### REQUIREMENT
Please reproduce every item below word for word, leaving out any picture.

### SUPPLIED ENTRIES
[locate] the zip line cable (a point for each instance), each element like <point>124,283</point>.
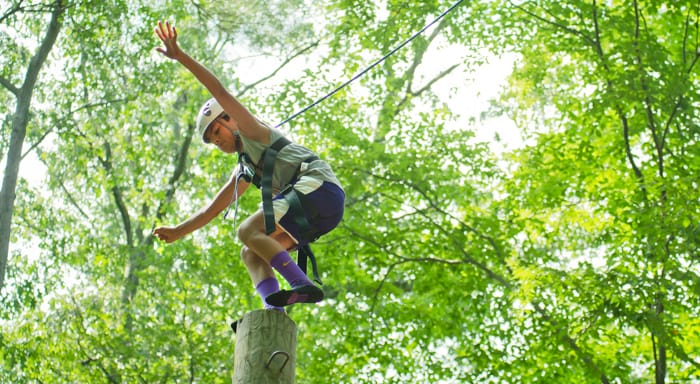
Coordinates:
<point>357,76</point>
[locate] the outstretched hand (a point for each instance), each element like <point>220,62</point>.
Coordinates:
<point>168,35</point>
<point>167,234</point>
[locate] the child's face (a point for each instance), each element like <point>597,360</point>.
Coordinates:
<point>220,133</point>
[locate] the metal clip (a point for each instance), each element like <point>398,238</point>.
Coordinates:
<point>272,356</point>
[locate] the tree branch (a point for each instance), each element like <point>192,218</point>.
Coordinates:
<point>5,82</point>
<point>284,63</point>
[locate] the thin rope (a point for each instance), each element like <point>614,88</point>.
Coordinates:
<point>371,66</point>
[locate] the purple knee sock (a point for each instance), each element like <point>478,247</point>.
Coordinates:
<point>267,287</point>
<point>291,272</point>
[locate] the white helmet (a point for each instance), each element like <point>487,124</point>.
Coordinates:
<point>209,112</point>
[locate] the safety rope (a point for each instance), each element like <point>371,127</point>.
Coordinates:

### EXERCISE OUTPUT
[locate] the zip line cable (a point for each instance), each element like <point>124,283</point>.
Coordinates:
<point>357,76</point>
[locate] the outstretched hand (a point for each instance), each element like <point>220,62</point>.
Coordinates:
<point>168,35</point>
<point>167,234</point>
[locate] the child's face (a point for each instance), each element like <point>597,360</point>.
Coordinates:
<point>220,133</point>
[locate] the metal clip (a point for each instance), each element like <point>398,238</point>.
Coordinates:
<point>272,356</point>
[locate] the tree branch (a point for each instance), each element like <point>192,218</point>.
Coordinates:
<point>5,82</point>
<point>284,63</point>
[locate] the thin rope (a point for each instance), each element like <point>614,88</point>.
Coordinates:
<point>371,66</point>
[locate] the purple knee sock (a point for each instance), each element like <point>478,247</point>.
Coordinates:
<point>267,287</point>
<point>291,272</point>
[locate] the white helmet (a point for each instance), each element like <point>487,124</point>.
Coordinates:
<point>209,112</point>
[locate] the safety rope (a point for each instance), each element like <point>371,127</point>.
Coordinates:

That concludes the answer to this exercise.